Referring expression data
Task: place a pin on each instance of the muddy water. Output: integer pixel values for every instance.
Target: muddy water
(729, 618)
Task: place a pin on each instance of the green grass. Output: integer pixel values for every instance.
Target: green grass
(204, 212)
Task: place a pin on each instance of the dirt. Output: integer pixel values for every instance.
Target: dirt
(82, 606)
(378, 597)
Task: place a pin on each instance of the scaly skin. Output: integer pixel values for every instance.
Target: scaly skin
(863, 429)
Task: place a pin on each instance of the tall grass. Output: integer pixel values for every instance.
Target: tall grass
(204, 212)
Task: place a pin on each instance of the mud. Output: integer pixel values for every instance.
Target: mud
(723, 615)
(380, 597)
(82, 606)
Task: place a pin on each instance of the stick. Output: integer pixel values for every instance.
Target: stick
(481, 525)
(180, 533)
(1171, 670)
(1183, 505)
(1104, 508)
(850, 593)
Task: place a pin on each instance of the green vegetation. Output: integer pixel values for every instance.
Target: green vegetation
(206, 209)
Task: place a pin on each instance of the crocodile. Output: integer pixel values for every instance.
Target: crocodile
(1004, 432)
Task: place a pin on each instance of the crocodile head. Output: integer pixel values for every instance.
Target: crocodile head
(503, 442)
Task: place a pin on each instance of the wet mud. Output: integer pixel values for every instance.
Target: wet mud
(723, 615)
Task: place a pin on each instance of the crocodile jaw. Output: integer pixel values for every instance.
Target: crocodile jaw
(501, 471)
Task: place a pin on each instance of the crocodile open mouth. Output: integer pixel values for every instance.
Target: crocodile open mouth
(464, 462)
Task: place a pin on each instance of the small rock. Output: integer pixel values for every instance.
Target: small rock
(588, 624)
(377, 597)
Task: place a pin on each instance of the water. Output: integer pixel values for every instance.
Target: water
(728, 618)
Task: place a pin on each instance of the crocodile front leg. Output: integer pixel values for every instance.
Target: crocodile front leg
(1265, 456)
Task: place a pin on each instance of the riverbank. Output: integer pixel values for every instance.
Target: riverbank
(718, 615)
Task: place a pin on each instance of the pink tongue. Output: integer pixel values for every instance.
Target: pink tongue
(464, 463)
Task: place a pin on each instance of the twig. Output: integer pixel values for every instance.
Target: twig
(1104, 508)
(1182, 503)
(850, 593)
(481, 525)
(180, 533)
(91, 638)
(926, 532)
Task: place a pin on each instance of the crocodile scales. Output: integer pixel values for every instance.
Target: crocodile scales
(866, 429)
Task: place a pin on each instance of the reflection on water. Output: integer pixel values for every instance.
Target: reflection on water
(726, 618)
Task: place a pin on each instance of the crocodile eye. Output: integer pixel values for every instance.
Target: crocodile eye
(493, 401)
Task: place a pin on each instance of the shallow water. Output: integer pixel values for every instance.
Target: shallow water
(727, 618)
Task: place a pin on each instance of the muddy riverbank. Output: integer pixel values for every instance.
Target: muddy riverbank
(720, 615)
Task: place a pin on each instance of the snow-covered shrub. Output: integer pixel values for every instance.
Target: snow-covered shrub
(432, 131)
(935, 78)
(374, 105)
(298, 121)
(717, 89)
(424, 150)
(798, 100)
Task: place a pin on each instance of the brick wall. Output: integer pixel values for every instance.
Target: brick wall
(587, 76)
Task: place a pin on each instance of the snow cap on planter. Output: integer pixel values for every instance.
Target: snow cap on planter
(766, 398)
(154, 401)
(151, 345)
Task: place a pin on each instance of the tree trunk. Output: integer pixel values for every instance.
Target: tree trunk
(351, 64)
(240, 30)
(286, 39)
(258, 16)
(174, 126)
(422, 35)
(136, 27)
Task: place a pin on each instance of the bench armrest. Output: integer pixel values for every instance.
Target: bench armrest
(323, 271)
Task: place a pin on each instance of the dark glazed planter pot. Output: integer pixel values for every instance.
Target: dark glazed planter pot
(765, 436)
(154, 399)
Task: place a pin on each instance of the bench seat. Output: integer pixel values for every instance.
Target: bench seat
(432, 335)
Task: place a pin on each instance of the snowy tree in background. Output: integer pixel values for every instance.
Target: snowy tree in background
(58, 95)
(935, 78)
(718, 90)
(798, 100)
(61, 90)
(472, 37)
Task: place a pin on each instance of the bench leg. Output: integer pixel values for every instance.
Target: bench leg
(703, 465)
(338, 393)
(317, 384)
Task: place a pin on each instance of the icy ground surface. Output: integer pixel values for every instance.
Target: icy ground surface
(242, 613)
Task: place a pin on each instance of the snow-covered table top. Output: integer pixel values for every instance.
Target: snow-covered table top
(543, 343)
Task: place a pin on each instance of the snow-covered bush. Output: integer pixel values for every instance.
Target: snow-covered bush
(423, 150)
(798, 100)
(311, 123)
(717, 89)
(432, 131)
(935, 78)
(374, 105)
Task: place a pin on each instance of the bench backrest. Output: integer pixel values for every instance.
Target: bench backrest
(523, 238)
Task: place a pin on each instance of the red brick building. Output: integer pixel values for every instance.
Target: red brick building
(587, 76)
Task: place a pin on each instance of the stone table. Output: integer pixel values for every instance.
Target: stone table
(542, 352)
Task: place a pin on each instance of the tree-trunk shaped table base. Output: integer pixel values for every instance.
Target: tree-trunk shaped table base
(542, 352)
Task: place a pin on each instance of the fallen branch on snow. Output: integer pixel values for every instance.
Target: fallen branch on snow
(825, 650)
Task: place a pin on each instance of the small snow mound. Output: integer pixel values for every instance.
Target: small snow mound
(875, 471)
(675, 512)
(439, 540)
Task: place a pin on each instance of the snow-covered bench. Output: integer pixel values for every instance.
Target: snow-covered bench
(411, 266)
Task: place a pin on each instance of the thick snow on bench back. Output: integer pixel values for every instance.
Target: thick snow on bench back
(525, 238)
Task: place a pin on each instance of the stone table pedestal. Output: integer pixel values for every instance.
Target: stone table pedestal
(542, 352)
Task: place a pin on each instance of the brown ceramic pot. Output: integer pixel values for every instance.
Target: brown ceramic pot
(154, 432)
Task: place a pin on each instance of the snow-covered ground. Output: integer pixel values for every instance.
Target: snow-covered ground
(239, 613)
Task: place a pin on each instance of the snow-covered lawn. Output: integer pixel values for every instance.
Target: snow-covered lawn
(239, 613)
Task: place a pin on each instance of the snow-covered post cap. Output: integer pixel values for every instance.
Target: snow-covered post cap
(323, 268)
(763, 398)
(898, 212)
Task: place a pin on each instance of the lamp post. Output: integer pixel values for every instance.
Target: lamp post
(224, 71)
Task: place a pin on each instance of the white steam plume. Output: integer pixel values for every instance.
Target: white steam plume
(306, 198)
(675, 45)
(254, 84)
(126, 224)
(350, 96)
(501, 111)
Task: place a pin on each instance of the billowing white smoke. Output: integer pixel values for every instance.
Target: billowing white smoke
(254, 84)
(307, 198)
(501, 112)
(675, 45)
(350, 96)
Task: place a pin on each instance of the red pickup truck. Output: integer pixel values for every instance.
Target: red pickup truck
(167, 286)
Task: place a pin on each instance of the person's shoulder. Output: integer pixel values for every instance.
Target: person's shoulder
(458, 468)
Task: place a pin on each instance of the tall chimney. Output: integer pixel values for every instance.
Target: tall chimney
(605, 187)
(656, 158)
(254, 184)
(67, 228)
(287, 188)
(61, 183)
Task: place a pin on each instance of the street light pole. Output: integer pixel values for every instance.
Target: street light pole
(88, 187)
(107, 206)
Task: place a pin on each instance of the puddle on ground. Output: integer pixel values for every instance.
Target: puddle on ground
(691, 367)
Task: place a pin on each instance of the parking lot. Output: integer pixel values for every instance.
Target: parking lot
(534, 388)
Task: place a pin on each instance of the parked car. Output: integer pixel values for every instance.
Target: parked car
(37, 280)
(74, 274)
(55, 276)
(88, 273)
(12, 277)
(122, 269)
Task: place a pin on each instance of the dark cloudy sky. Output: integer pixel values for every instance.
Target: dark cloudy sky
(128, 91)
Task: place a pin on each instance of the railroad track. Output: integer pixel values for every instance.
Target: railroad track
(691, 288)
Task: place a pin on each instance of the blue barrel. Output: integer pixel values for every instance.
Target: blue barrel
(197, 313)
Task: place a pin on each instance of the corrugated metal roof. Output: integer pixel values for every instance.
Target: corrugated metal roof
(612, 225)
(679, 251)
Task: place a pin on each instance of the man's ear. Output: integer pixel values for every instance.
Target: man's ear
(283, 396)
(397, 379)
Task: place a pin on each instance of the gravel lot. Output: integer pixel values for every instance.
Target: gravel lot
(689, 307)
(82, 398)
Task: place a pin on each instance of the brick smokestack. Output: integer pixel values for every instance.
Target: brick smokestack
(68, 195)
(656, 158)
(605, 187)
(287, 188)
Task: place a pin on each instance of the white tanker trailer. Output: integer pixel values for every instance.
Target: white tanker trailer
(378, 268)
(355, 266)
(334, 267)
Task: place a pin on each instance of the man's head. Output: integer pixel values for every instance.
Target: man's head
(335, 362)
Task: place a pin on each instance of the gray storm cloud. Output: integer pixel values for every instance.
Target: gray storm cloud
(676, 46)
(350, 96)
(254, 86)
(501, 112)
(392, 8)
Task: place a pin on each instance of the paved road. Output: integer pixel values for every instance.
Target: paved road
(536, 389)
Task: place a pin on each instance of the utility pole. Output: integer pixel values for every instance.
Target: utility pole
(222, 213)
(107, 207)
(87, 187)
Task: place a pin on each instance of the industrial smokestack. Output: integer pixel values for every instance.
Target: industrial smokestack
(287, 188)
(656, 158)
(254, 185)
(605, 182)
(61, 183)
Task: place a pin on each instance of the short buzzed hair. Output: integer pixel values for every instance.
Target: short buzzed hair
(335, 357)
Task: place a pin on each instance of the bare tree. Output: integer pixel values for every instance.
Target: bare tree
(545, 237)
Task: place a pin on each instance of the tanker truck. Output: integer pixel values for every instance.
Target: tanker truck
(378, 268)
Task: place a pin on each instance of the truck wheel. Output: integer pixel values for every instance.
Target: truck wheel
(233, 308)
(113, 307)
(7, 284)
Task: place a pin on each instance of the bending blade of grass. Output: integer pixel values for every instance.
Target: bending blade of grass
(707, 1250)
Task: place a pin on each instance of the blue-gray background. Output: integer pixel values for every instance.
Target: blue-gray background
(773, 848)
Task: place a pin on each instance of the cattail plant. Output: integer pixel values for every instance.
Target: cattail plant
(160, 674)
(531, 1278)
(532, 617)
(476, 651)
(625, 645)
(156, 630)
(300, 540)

## REQUIREMENT:
Output the lines above exactly, but only those between the line holding "Task: place a pin on each instance of the utility" and the line holding "Task: place a pin on each instance of the truck", inclusive.

## ANSWER FOR THE TASK:
Task: place a pin on each instance of the utility pole. Output: integer pixel values for every instance.
Target: utility pole
(222, 213)
(107, 207)
(87, 187)
Task: place a pin on each instance of the industrial smokestack. Output: integer pixel values for every instance.
Target: industrial smokestack
(287, 188)
(656, 158)
(254, 185)
(605, 182)
(61, 183)
Task: place a pin on each instance of the short buzzed hair. Output: integer pixel values for every instance.
Target: short buzzed hair
(335, 357)
Task: place a pin on each instance of the bare tree. Output: integer pixel values for every instance.
Target: bare tree
(545, 237)
Task: place a pin on each instance of the tanker truck. Output: integer pixel values for every instance.
Target: tanker truck
(378, 268)
Task: place a pin on each instance of the truck wheel. Output: integer pixel values for every instance.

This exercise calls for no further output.